**** DATA SHOWN

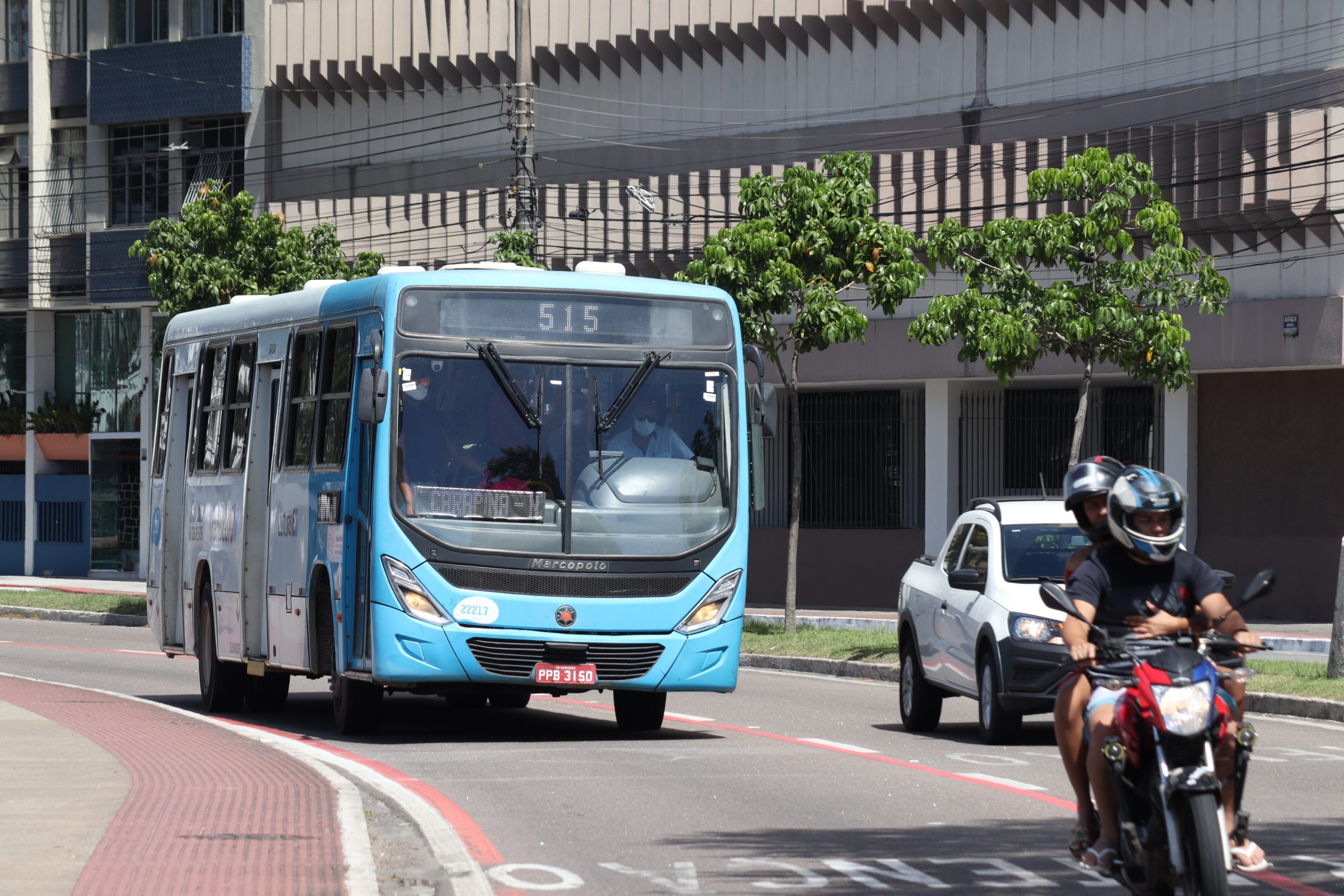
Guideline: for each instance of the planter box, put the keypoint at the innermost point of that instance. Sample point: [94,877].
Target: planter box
[11,448]
[64,446]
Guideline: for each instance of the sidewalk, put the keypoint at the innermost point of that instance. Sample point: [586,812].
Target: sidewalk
[97,586]
[114,796]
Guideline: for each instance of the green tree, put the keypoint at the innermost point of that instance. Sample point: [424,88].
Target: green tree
[219,249]
[803,241]
[515,246]
[1072,284]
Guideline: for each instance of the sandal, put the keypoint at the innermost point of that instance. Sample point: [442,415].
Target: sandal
[1242,858]
[1102,867]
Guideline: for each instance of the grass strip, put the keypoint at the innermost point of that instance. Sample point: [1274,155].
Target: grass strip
[51,599]
[869,645]
[1295,678]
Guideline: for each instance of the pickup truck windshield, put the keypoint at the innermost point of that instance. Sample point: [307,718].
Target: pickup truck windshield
[1034,553]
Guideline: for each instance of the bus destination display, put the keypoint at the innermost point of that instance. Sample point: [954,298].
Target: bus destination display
[565,318]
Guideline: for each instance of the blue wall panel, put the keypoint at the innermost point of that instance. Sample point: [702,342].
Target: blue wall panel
[62,546]
[171,80]
[11,524]
[113,277]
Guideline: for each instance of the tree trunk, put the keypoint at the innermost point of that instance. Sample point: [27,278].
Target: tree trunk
[1081,418]
[791,577]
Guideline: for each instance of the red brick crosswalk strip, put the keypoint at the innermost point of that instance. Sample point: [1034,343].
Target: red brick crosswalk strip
[209,812]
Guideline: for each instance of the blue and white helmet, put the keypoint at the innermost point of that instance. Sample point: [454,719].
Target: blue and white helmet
[1139,489]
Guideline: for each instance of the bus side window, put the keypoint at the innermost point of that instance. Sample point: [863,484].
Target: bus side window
[214,376]
[239,404]
[338,375]
[163,417]
[303,399]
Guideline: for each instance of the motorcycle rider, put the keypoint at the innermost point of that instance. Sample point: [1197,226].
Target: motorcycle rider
[1086,488]
[1143,585]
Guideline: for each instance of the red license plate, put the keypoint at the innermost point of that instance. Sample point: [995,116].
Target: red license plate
[553,673]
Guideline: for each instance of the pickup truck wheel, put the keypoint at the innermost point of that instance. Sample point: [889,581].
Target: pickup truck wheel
[921,703]
[998,726]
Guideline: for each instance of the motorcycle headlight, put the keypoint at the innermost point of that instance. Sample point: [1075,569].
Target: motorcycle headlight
[1023,628]
[1186,710]
[413,596]
[713,605]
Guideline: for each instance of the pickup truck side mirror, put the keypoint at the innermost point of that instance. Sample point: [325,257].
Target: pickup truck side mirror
[967,579]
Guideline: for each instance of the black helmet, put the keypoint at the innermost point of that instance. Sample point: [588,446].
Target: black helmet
[1143,491]
[1086,480]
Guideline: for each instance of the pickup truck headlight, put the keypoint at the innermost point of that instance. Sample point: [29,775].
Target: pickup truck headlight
[1035,629]
[413,596]
[713,605]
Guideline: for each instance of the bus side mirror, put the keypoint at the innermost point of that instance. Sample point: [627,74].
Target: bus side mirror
[373,395]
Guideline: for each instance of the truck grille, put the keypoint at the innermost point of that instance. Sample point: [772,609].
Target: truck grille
[515,659]
[565,585]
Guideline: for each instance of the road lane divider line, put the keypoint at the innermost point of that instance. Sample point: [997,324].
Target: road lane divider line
[1002,781]
[823,742]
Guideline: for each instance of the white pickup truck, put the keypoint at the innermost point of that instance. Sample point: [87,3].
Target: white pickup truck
[972,621]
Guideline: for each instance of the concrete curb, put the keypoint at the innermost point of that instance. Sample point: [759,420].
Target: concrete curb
[76,616]
[1283,704]
[1278,704]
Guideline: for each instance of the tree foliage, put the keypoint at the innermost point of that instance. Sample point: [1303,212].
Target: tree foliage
[515,246]
[804,241]
[219,249]
[1072,284]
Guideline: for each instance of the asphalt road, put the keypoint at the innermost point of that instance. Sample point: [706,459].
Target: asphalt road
[793,782]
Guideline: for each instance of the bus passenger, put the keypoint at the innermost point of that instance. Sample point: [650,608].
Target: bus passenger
[647,437]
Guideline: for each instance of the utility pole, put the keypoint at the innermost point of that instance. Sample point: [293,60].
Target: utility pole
[524,152]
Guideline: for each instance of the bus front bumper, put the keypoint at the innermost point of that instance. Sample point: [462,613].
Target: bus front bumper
[413,653]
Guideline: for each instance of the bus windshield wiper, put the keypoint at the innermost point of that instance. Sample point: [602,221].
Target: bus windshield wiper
[512,392]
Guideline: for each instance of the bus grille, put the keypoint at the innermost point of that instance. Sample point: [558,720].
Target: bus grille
[517,659]
[566,585]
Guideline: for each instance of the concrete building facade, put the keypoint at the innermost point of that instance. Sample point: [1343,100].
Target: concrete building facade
[392,119]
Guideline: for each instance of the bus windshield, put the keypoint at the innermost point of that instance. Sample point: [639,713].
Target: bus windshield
[536,473]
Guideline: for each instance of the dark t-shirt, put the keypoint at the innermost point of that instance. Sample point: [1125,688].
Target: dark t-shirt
[1119,586]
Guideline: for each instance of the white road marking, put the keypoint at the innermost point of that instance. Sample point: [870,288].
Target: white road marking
[1007,782]
[823,742]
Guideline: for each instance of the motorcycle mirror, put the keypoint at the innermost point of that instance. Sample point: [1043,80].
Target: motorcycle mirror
[1260,585]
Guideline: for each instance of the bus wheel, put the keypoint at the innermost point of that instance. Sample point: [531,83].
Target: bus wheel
[222,684]
[639,710]
[514,700]
[268,693]
[356,705]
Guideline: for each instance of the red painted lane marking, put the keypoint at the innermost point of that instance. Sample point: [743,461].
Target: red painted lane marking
[1287,884]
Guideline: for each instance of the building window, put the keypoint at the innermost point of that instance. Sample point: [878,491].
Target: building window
[14,187]
[70,27]
[303,399]
[214,16]
[99,359]
[139,20]
[214,152]
[239,405]
[68,188]
[15,30]
[337,392]
[139,174]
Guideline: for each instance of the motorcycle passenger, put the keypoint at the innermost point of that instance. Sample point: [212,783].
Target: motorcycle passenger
[1144,586]
[1086,488]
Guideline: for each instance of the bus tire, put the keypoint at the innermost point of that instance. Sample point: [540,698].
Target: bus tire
[268,693]
[640,710]
[358,705]
[222,684]
[512,700]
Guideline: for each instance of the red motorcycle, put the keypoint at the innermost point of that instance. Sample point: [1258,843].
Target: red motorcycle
[1168,724]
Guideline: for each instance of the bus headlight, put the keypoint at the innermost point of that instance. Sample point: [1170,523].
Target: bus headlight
[713,606]
[413,597]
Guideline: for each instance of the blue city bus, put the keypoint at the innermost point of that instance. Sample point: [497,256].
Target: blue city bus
[479,483]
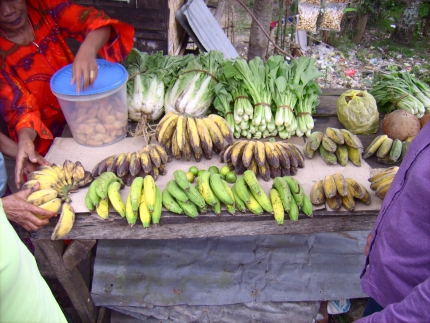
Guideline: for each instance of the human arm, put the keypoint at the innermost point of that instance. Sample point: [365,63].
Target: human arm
[18,210]
[413,308]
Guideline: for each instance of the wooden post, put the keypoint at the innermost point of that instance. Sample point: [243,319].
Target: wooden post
[71,280]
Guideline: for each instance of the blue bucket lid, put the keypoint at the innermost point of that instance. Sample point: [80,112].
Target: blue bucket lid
[110,76]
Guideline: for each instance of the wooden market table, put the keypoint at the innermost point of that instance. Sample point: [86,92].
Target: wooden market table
[64,260]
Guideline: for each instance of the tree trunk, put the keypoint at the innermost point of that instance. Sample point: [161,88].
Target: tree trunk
[405,28]
[361,27]
[258,41]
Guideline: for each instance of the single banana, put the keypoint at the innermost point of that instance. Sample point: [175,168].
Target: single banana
[102,209]
[116,199]
[42,196]
[65,222]
[150,192]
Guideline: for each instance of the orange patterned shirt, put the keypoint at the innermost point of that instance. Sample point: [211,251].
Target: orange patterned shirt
[26,99]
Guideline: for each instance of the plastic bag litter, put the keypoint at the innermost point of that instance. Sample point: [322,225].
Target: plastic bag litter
[357,112]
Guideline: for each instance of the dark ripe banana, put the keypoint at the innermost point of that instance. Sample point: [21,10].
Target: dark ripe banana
[134,167]
[309,153]
[248,153]
[271,154]
[260,154]
[113,165]
[123,168]
[317,195]
[284,159]
[315,140]
[328,144]
[287,171]
[162,152]
[328,157]
[336,135]
[354,155]
[334,202]
[264,171]
[237,151]
[342,155]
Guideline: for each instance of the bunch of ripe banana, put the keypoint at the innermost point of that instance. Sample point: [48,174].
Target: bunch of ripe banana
[185,136]
[335,146]
[381,182]
[56,181]
[287,195]
[180,196]
[144,201]
[103,189]
[337,191]
[268,159]
[388,151]
[151,160]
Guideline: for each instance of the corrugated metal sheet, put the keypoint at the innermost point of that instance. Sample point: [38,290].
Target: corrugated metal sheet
[203,28]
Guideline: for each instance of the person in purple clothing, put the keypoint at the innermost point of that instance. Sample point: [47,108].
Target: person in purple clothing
[396,275]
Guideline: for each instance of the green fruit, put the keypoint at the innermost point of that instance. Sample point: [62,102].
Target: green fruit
[190,177]
[213,170]
[194,170]
[225,170]
[231,177]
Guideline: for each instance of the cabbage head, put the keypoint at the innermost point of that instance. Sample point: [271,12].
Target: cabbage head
[357,112]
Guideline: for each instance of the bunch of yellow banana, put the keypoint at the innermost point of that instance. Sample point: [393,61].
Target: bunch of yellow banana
[337,191]
[144,201]
[381,182]
[336,146]
[185,136]
[287,195]
[387,150]
[103,189]
[267,159]
[150,160]
[65,222]
[62,179]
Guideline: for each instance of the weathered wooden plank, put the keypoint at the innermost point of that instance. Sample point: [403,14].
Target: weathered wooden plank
[76,251]
[88,227]
[71,280]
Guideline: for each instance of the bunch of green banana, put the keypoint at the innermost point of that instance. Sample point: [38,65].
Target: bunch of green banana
[150,160]
[63,179]
[337,191]
[180,196]
[387,150]
[144,201]
[381,182]
[65,222]
[267,159]
[288,195]
[250,195]
[336,146]
[185,136]
[99,193]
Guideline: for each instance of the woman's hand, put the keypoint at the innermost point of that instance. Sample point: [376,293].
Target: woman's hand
[85,68]
[27,215]
[27,159]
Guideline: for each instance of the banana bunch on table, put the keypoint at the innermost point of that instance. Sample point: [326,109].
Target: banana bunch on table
[267,159]
[56,181]
[387,150]
[337,191]
[288,195]
[185,136]
[336,146]
[381,182]
[150,160]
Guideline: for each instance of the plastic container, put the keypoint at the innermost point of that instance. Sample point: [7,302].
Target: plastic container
[98,115]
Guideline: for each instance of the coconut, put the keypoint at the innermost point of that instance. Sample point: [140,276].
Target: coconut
[400,124]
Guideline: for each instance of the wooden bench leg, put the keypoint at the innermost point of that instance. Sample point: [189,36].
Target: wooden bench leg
[71,279]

********

Using the entries above, write out exactly the lines from the one with "Target: motorcycle passenger" through the one with "Guideline: for each instance of the dark ripe", ends included. Leave out any pictures.

• **SOLUTION TO THIS EXERCISE**
Target: motorcycle passenger
[1144,586]
[1086,488]
Guideline: for each instance of the bus tire, put the keypoint at the innermost point of that instance. Sample point: [540,698].
Target: bus tire
[268,693]
[640,710]
[358,705]
[222,684]
[512,700]
Guideline: for each instance of the red motorcycle, put the keypoint at the innermost point of that instance. Sample point: [1258,843].
Target: red motorcycle
[1168,724]
Guideline: for each instance of the bus headlight, put the keypoint at the innermost point of that instance. Sample point: [1170,523].
Target: bus headlight
[713,606]
[413,597]
Guideline: for each instance of the blue city bus, put the keypoint at the innermost point of that instance. Sample point: [497,256].
Target: blue city bus
[479,483]
Guideline: for each instance of the human arm, put the keypoint at the innermost point of that instance. Sample point: [365,63].
Target: human arm
[18,210]
[413,308]
Guideline: for each instance of the wooden post, put the keypoint at the innermost point of that instance. Sample point: [243,319].
Target: wooden post
[71,280]
Guideline: for each instance of the blue bucket lid, put the keypoint at the innermost point of that instance. Sample point: [80,112].
Target: blue bucket lid
[110,76]
Guideline: for each instance of the wooden market table, put the keypoint at the innermost point of that instance. Sample point: [86,92].
Target: wooden market table
[64,260]
Guideline: for each instance of the tree trunk, put the keypoint at the innermost point of that instance. Sample point: [161,88].
Target: tree trunk
[405,28]
[361,27]
[258,41]
Guideline: for each instance of the single banana, put the keypoint at the innermost point of that instance. Sample point: [175,168].
Target: single banana
[102,209]
[116,199]
[42,196]
[65,222]
[150,192]
Guideline: for each instance of the orange patterned shirt, put the keypoint at the innermost point of that instance. Sample point: [211,251].
Target: orange patterned shirt
[26,99]
Guideline: for each instance of the plastic bag litter, put the keypoint at the innermost point of that instance. Sample point: [322,225].
Target: plastic bag litter
[357,112]
Guideline: for each instance of the dark ripe banana, put the keypoint at the innermost point of that instance. Sample point: [21,10].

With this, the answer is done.